_Trecho do documento:_
Enviado de meu SM-G800H usando Tapatalk

----------


## eduardomazolini

@*gustavo_marcon* o vídeo recomendado acima é uma dica.
Mas de forma prática vou listar alguns problemas. 
- Se você não tá logado no Google tem que preencher captcha, outros serviços também pedem captcha.
- Os ips entram em blacklist e prejudicam todos, ter servidor de email impossível.
- Os clientes não podem ter serviços em suas casas que usam DDNS. Sem chance de abrir porta pra câmera ou pro vídeo game.
- O risco de um dia ser questionado quem era o usuário. 


Enviado de meu SM-G800H usando Tapatalk

----------


## magnorm

@*eduardomazolini* se vc é um provedor licenciado vc não pode entregar ip privado. O cgnat foi autorizado devido a falta de ip e para ser um paliativo ate a transição completa para o IPV6. Se não tiver estudando sobre isso aconselho a correr atrás para não ser pego da calça arriada.

----------


## eduardomazolini

Eu tô já fazendo testes com ipv6. Mas queria saber onde acho esse embasamento que não posso entregar IP privado. Tenho sócios pra convencer. Mas pelo que entendi não há qualquer vantagem prática de mudar o range de ips privados.

Enviado de meu SM-G800H usando Tapatalk

----------


## andrecarlim

Estou em cliente agora, não consigo muitos detalhes, mas assim quem defende NAT nunca teve um oficial de justiça com a polícia federal na porta do provedor acusando de publicar fotos de pedofila!

NAT comum não permite identificar quando um ip privado acessou determinado site, sem contar os problemas com VoIP, gre e etc...

Para usar CGNAT não é obrigatório usar ipv6. Apenas dividir melhor cada IP válido v4.

_Extratos de dados:_
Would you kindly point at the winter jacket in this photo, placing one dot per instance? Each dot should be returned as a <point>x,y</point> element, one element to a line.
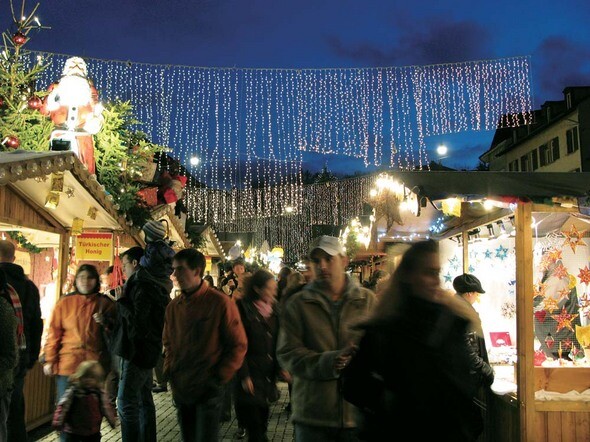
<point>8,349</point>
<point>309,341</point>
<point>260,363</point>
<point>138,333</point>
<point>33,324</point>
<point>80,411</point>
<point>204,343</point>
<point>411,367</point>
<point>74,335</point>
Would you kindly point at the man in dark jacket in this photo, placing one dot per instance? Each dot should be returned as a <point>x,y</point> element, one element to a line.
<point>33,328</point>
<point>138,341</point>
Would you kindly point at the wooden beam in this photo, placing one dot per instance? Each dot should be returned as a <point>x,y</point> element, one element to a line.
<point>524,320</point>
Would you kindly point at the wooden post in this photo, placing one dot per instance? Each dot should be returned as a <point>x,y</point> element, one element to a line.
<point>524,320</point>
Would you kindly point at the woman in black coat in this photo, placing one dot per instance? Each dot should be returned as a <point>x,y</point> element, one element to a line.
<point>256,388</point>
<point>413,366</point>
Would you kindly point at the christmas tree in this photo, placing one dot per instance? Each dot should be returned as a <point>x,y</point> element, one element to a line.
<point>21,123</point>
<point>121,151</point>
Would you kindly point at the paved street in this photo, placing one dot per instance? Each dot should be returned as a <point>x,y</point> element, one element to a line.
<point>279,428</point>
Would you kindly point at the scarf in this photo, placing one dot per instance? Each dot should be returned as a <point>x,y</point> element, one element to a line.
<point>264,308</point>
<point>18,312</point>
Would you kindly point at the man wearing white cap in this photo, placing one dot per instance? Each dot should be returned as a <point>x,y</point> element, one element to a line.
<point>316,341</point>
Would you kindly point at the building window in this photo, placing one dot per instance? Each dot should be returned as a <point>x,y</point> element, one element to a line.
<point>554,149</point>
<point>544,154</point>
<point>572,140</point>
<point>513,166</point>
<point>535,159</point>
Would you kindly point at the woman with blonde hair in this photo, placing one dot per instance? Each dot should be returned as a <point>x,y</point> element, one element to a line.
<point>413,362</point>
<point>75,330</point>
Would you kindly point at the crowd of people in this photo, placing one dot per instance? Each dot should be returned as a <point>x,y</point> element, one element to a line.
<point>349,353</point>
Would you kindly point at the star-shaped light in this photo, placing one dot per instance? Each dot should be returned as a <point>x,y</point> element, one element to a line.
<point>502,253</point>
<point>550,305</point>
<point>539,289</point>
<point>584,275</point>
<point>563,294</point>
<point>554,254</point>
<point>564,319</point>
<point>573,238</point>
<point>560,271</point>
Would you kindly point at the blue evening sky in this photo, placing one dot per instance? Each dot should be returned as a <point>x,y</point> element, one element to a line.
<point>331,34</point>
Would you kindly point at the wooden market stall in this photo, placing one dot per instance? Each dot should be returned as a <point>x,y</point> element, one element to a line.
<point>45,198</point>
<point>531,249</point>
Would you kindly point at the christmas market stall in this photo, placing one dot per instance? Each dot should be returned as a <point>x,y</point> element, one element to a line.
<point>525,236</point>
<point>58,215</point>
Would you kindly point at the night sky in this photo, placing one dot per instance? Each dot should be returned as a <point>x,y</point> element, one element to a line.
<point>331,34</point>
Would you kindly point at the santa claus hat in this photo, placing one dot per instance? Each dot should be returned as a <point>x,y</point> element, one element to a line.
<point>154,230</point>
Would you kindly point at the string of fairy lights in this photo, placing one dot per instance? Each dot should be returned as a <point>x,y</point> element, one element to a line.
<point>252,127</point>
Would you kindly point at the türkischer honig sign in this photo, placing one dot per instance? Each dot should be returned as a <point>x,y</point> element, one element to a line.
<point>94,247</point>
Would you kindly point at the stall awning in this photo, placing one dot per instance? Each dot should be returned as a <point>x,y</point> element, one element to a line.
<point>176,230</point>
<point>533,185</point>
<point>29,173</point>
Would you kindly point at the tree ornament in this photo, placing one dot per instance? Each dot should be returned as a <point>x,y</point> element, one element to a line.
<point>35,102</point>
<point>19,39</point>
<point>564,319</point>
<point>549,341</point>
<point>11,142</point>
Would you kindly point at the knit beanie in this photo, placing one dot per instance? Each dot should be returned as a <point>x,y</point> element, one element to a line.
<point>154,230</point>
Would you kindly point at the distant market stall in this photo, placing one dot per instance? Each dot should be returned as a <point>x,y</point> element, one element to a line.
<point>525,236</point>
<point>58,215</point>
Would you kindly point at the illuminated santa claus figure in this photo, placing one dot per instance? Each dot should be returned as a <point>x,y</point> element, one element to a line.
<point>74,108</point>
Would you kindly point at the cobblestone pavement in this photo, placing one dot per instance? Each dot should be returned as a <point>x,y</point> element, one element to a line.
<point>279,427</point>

_Exercícios a fazer:_
a. Reproduza sem alterações a parte da discussão sobre CGNAT que abre com as palavras que contêm "- Os ips entram" e fecha com "pro vídeo game.".
b. Escreva a continuação da discussão sobre CGNAT, começando logo depois da última frase apresentada.

_Lista de respostas:_
a.
- Os ips entram em blacklist e prejudicam todos, ter servidor de email impossível.
- Os clientes não podem ter serviços em suas casas que usam DDNS. Sem chance de abrir porta pra câmera ou pro vídeo game.

b.
Ao invés de apenas compartilhar a saída Wan com todo mundo, você divide cada cliente, a pelo menos, 1024 portas de cada IPv4 válido, assim se precisar pegar um sacana, você consegue pegar pela porta de origem, nem sempre a autorização judicial manda a porta de origem, mas se você recorrer eles fornecem, daí você pega o palhaço! Com NAT comum isso é impossível. Da pra usar netflow também, mas boa sorte com um datacenter para armazenar toda essa informação...

Mesmo assim permanecem os problemas com psn da Sony, gre VoIP e etc...

Se precisarem mais informação avisem.



Enviado via XT1563 usando UnderLinux App

----------


## eduardomazolini

Quero me adequar mas estamos falando de um ou alguns hardwares ou softwares pra fazer isso? O que recomendam. Hoje no Nat eu que uso Mikrotik ativei o log no Nat com prefixo o IP de destino. Mando pra um syslog realmente muita informação cada sync uma entrada. Já peguei um cara com vírus de SPAM que recebi email de alerta de segurança.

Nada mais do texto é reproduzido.